(Data provided)
--------
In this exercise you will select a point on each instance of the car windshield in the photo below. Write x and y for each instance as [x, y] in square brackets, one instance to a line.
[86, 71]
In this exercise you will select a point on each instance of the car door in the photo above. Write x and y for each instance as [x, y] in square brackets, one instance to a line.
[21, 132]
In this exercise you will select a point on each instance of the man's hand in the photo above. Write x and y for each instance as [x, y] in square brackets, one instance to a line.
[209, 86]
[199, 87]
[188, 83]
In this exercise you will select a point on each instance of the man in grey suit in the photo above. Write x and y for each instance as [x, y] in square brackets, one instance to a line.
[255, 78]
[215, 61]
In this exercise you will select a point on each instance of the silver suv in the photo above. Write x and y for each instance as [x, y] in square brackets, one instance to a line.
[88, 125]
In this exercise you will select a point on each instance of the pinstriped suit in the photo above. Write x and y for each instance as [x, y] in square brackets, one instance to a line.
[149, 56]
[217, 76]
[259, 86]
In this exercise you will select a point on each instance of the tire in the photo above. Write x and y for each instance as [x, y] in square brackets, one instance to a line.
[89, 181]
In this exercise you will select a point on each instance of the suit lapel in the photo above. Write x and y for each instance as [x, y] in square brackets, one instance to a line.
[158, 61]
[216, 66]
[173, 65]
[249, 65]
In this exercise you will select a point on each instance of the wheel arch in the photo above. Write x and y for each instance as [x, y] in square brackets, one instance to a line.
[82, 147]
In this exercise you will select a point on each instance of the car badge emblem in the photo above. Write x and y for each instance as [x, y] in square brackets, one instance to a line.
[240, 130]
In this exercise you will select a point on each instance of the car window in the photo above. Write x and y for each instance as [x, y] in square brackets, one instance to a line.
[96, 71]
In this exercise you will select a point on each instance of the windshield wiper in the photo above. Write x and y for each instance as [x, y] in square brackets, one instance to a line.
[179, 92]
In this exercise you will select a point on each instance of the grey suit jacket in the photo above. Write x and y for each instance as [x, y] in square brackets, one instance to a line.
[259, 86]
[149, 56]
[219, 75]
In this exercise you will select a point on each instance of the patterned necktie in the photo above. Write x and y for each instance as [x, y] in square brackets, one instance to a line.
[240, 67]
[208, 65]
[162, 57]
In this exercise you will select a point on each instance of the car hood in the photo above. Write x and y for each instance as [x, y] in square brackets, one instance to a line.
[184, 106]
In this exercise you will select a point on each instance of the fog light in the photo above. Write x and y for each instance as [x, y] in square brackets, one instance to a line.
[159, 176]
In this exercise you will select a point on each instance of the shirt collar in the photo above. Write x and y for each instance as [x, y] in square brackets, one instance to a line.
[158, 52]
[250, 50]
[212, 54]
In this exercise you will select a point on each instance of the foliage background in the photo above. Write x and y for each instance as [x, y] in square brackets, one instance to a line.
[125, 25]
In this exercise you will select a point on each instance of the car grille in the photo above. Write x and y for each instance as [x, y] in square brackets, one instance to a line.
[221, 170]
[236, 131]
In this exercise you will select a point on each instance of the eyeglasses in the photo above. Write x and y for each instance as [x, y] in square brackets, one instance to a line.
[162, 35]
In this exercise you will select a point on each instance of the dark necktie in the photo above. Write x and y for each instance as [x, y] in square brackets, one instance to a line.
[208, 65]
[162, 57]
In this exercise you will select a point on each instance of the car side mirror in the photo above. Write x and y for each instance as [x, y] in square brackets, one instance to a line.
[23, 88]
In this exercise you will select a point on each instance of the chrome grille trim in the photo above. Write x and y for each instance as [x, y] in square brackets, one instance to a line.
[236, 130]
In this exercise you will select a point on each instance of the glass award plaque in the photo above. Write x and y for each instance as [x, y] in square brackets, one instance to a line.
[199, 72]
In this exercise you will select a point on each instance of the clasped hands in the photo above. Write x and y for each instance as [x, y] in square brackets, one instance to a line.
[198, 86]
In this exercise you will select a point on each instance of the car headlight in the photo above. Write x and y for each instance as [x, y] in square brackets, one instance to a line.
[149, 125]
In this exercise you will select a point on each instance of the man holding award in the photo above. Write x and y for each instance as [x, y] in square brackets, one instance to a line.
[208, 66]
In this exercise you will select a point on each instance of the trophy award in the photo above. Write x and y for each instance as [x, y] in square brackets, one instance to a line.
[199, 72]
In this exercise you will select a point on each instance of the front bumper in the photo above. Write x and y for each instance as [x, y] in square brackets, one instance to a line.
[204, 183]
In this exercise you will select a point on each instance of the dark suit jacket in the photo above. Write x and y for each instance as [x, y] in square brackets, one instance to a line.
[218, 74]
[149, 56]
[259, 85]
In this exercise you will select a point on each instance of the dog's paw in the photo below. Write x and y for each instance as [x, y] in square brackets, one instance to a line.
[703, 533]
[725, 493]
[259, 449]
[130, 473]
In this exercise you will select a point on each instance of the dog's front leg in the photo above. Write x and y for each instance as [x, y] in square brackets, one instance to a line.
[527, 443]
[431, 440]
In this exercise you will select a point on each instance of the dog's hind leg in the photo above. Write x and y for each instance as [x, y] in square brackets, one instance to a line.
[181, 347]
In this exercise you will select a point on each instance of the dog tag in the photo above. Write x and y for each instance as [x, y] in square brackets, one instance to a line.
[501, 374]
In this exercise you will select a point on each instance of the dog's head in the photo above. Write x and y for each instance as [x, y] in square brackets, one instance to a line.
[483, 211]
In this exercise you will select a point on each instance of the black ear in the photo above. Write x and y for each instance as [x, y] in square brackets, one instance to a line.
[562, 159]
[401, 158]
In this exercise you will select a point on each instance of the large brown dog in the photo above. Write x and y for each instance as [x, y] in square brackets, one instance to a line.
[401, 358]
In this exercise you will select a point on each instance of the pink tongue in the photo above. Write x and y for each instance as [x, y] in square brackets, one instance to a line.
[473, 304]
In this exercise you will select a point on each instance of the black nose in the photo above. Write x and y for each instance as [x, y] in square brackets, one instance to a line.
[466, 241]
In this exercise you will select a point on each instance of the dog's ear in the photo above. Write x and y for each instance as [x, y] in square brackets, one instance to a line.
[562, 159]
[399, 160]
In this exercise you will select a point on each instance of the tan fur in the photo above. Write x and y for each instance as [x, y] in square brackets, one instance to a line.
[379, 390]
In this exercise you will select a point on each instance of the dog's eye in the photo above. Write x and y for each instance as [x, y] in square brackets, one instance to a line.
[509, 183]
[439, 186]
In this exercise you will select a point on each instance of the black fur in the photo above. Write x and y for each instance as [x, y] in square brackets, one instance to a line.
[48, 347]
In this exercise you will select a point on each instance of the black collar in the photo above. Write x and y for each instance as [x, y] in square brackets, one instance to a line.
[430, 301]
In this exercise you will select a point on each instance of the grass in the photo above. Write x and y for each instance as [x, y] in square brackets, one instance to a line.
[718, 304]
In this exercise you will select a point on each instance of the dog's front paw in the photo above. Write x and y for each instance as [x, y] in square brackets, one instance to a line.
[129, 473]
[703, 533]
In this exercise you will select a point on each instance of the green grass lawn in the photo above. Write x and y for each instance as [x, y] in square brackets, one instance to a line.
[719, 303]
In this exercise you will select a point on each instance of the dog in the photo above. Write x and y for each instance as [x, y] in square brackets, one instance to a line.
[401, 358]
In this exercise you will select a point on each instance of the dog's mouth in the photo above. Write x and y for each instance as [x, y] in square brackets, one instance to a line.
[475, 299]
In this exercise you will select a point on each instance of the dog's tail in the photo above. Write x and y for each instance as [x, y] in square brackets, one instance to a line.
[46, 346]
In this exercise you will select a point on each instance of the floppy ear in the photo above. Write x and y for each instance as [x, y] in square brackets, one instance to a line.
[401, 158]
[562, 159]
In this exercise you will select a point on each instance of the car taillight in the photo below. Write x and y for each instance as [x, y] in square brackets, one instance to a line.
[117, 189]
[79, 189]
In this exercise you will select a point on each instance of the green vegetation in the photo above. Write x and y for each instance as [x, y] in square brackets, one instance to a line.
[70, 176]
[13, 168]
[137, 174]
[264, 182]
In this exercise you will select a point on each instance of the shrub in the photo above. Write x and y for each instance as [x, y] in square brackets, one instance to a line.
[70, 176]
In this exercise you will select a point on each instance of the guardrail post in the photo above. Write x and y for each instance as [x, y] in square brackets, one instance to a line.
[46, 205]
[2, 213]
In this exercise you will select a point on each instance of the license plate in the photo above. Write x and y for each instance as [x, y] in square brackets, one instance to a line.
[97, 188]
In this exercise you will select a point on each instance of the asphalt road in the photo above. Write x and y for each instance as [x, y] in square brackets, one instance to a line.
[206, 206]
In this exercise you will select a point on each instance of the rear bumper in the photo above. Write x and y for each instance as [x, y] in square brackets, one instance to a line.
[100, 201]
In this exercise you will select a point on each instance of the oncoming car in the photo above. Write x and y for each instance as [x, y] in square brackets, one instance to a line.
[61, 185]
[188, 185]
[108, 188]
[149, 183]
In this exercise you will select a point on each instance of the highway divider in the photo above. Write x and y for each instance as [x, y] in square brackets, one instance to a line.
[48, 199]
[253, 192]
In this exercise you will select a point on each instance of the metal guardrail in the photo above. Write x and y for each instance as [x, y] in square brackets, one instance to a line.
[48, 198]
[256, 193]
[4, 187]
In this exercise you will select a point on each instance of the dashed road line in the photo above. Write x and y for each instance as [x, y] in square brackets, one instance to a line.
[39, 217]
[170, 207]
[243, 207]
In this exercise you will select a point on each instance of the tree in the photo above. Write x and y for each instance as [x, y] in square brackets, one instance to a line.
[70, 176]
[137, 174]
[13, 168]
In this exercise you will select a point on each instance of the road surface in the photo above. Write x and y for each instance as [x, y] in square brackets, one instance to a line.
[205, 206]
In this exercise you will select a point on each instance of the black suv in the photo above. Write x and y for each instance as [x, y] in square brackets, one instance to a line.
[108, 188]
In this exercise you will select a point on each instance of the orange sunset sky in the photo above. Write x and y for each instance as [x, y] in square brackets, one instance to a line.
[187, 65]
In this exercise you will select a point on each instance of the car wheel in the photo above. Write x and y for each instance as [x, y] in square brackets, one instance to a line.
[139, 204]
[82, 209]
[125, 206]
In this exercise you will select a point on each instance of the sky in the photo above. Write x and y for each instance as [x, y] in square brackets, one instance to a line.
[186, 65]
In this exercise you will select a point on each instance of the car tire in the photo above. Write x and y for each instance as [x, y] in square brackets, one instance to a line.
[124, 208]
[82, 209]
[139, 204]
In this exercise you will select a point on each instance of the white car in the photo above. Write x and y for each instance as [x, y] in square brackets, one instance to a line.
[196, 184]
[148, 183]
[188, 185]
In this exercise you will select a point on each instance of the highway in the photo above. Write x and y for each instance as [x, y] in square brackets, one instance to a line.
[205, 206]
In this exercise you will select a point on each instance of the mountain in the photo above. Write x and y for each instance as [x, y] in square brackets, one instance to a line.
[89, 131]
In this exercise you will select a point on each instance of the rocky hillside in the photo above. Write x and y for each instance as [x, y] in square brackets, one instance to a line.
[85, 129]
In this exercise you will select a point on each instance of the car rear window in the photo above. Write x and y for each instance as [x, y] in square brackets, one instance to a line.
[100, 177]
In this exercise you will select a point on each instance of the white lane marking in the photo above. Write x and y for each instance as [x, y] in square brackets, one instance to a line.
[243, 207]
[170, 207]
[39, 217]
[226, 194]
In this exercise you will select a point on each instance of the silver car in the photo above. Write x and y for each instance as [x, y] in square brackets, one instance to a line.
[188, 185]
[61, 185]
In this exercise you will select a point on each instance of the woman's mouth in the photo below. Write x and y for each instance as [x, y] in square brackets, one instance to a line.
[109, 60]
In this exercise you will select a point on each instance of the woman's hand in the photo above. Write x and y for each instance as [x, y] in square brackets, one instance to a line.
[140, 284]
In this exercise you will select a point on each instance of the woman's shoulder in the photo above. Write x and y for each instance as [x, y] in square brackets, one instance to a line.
--------
(What you have to do)
Quote, without any change, each line from the one that contains "the car tire" through the end of the material.

(Exercise answer)
In this exercise you will select a point on each instance of the car tire in the photo above. Write x and y for each instance as [x, y] in square brackets, one instance to a line.
[124, 208]
[82, 209]
[139, 204]
In this exercise you will select a point on each instance of the white car in the photo above. Write x and y for each instance as [x, y] in square brackets, one instance to a line.
[196, 184]
[148, 183]
[188, 185]
In this exercise you will select a point on each instance of the highway in the photo above. Write x and y for each instance as [x, y] in square brackets, one instance to a line.
[205, 206]
In this exercise you will select a point on each instance of the mountain in the photo above. Write x and y for each instance as [x, y] in square brackets, one instance to a line.
[89, 131]
In this exercise you will select a point on each instance of the rocky hillside in the photo above. Write x and y for each instance as [x, y] in square brackets, one instance to a line.
[85, 129]
In this exercise you will select a point on each instance of the car rear window in the photo above. Write x and y for each instance as [x, y] in square brackets, one instance to a line.
[100, 177]
In this exercise you will select a point on each instance of the white lane marking in the photo above. Write x and y for each instance as [x, y] in square brackets, one instance to a line.
[243, 207]
[170, 207]
[39, 217]
[226, 194]
In this exercise you will select a point on each instance of the silver car in the photo above. Write x and y for each instance as [x, y] in square brackets, one instance to a line.
[188, 185]
[61, 185]
In this exercise you will select a point on each instance of the woman's mouth in the photo below. Write x and y for each instance as [x, y] in square brackets, one instance to a line.
[109, 60]
In this exercise you will select a point on each instance of the woman's hand in the photo above. Write x and y for each instance as [x, y] in square brackets, one instance to a line.
[140, 284]
In this exercise you will select a point on each instance of the woman's shoulder in the photo above. Write x and y for each instance as [x, y] in square brackets, one instance to a line.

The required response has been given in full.